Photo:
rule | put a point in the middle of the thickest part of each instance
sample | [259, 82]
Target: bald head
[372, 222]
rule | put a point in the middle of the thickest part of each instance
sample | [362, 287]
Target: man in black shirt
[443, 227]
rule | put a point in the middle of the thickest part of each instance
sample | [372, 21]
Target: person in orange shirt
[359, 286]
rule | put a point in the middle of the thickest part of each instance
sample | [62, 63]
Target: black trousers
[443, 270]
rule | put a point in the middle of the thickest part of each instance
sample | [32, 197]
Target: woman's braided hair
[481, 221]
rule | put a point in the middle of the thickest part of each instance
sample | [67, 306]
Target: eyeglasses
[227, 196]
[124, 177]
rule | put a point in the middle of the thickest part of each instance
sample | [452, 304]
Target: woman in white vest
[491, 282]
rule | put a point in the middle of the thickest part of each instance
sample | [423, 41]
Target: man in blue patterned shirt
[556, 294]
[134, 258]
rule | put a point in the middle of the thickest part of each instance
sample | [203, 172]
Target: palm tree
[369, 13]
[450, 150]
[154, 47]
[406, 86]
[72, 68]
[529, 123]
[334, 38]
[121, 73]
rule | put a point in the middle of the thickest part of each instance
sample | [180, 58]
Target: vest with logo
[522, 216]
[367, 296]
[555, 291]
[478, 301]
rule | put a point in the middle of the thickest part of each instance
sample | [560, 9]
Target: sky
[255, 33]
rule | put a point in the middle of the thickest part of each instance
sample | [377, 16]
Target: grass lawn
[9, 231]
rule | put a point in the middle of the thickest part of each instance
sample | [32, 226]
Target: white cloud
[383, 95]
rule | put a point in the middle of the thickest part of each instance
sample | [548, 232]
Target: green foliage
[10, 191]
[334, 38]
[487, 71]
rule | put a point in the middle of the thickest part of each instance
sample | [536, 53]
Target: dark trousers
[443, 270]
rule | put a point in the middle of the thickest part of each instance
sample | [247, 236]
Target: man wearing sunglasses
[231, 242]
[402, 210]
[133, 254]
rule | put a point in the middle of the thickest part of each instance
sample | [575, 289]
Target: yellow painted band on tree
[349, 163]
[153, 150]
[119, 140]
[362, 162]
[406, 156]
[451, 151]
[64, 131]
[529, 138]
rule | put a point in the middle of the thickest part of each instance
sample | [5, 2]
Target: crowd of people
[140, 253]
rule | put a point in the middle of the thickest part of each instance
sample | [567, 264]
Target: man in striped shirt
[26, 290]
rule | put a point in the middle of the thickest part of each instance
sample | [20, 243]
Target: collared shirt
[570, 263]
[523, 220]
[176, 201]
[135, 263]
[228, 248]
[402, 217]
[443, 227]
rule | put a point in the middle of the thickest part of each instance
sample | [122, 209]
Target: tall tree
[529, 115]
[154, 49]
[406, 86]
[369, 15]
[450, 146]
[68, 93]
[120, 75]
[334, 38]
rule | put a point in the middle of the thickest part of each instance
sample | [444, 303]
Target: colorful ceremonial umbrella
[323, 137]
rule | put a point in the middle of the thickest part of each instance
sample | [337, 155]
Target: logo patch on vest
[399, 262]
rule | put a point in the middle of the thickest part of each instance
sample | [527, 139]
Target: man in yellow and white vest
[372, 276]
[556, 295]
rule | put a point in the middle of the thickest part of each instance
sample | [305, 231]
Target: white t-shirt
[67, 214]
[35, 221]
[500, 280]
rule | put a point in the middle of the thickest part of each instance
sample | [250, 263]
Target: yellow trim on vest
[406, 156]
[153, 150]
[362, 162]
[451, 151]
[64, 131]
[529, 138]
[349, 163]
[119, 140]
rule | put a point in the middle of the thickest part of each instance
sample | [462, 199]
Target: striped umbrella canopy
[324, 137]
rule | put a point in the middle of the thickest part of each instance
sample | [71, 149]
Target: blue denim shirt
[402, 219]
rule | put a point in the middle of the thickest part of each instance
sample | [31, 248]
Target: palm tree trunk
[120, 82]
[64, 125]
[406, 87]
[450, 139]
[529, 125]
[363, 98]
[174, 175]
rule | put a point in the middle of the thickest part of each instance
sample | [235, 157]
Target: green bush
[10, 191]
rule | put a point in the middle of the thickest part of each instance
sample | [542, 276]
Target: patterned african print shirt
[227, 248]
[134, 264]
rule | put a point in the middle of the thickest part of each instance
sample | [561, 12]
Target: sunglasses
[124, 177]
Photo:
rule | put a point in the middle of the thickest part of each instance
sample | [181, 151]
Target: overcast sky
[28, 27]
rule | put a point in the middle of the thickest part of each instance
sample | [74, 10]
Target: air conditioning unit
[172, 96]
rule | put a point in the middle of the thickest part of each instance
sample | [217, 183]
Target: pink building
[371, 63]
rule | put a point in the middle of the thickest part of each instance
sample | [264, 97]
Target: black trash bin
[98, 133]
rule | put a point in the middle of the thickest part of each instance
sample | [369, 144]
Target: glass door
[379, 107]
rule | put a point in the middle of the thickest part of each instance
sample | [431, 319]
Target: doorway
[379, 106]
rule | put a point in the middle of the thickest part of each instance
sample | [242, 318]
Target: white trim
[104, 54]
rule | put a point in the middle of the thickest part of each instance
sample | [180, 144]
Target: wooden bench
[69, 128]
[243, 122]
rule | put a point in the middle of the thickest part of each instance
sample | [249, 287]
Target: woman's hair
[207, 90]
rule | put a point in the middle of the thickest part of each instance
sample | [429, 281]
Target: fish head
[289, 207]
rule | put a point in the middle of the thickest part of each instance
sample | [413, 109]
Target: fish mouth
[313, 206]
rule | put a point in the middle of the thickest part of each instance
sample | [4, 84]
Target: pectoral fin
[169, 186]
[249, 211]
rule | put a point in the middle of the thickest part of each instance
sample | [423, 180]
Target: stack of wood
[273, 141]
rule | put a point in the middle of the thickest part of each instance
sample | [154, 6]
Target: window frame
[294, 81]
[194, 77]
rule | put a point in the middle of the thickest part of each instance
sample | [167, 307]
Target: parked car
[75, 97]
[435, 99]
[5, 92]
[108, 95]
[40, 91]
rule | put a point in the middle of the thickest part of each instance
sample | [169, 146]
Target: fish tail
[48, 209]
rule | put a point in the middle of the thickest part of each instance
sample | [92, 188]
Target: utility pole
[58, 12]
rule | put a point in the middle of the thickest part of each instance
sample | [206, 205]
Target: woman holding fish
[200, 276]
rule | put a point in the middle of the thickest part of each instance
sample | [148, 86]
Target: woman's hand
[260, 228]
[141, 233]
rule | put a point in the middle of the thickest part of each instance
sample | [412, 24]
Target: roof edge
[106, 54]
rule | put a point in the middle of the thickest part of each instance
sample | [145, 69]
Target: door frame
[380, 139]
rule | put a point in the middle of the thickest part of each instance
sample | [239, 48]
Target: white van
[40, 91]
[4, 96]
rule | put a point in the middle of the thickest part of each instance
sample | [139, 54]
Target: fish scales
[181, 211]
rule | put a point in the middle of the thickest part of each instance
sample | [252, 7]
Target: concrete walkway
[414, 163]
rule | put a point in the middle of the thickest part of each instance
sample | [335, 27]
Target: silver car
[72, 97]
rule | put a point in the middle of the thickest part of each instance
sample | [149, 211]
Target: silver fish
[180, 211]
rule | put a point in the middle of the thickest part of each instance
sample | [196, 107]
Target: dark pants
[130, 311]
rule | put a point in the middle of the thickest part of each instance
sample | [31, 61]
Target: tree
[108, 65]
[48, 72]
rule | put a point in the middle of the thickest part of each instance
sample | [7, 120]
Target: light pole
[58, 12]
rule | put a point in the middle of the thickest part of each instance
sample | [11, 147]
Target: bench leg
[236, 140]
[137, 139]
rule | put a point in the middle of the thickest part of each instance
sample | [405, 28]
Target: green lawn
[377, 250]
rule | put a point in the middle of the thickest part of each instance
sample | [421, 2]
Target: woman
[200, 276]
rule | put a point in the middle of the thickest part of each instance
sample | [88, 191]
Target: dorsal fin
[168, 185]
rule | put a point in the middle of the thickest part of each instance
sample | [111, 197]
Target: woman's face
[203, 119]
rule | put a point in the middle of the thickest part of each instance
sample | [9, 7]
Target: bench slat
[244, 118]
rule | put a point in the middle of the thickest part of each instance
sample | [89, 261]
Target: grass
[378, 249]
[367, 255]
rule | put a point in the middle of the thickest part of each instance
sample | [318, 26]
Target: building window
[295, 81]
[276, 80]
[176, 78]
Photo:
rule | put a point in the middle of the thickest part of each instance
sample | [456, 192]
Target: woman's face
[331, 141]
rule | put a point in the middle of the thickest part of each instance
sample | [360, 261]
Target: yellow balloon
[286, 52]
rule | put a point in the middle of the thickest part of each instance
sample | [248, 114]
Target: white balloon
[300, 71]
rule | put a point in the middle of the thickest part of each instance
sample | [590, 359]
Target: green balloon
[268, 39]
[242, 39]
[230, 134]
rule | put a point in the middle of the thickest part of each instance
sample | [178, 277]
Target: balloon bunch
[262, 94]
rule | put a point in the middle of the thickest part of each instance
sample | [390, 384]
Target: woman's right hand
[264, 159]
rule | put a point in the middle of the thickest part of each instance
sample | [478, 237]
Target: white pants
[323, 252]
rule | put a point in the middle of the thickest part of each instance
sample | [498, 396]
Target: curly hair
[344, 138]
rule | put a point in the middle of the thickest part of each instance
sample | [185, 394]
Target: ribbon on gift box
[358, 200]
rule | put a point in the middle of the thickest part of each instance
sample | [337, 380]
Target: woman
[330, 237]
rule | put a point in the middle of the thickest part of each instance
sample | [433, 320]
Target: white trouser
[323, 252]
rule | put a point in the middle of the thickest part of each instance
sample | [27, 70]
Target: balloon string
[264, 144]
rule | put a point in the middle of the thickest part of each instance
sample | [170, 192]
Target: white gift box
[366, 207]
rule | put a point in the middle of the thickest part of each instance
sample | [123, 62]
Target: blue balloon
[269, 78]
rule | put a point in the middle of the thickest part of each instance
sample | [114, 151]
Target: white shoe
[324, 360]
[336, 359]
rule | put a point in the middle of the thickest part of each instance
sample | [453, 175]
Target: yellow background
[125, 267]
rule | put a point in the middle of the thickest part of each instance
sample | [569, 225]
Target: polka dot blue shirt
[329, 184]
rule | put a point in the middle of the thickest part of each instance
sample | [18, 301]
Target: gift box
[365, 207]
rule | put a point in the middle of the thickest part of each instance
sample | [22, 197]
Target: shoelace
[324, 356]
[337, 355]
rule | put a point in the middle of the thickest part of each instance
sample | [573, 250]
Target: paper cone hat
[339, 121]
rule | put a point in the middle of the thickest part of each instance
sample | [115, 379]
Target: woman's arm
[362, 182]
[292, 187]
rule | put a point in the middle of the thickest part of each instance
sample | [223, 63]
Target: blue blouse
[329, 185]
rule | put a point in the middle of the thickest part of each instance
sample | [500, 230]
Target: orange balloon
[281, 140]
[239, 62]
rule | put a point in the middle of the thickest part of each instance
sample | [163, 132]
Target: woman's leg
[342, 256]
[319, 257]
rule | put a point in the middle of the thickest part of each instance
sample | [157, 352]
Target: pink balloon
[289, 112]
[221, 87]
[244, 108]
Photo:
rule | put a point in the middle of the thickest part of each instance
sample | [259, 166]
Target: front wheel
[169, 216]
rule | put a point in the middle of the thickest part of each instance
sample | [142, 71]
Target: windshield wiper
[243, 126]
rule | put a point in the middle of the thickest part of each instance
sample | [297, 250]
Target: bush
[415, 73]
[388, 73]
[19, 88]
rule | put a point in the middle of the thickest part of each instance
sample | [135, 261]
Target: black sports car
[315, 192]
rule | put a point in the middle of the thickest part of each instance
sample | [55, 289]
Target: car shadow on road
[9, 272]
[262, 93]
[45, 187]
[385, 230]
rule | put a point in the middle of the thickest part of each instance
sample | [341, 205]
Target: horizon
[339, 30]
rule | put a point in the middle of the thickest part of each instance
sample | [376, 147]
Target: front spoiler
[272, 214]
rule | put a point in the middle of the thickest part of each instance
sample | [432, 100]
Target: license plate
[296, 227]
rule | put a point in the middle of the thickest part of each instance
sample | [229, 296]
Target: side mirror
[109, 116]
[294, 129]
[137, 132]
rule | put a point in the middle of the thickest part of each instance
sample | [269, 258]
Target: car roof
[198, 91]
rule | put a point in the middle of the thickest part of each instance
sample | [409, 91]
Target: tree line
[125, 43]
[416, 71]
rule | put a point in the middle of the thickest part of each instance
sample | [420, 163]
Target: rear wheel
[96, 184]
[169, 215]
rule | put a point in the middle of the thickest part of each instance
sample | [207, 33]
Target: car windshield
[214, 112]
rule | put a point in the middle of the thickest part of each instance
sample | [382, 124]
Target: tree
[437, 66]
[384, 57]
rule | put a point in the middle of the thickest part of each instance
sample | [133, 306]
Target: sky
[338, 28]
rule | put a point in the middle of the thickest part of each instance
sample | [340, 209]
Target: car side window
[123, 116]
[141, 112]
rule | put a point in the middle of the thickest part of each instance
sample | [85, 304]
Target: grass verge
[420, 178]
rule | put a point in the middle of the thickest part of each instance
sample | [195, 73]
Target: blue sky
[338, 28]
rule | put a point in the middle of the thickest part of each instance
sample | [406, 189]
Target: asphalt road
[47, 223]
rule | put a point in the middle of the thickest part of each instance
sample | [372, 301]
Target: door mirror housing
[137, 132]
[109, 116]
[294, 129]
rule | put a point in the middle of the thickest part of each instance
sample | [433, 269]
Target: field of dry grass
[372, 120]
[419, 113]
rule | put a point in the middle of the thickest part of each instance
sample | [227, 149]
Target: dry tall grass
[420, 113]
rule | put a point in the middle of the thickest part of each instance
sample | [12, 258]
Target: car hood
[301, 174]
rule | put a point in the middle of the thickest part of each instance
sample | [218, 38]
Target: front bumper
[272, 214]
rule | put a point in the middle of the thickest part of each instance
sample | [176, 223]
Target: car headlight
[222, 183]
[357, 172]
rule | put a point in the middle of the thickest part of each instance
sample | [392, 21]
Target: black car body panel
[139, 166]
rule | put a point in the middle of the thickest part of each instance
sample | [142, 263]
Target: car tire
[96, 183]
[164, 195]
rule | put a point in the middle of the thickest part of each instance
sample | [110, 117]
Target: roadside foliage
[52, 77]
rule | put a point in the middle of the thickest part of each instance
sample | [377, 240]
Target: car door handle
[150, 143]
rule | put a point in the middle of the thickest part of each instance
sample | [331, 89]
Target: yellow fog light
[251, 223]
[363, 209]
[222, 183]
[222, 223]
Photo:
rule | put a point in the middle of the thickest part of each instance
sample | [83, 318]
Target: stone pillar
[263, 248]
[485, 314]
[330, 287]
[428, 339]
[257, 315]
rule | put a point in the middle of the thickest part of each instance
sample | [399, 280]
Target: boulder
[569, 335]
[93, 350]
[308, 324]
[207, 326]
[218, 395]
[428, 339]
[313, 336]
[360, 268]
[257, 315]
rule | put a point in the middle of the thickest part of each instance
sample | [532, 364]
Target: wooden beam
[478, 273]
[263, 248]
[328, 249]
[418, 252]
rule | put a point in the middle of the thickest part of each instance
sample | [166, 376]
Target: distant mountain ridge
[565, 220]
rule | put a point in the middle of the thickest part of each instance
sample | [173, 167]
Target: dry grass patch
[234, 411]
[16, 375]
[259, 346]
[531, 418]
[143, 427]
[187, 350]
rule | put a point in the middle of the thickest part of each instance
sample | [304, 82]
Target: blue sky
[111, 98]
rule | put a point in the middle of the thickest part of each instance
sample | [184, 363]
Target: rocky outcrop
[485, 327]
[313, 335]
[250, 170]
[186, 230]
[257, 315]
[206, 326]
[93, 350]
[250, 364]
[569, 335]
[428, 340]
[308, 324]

What you have to do: Show each line in the records above that contains the word "trim".

Written solution:
Target: yellow trim on vest
Target: white trim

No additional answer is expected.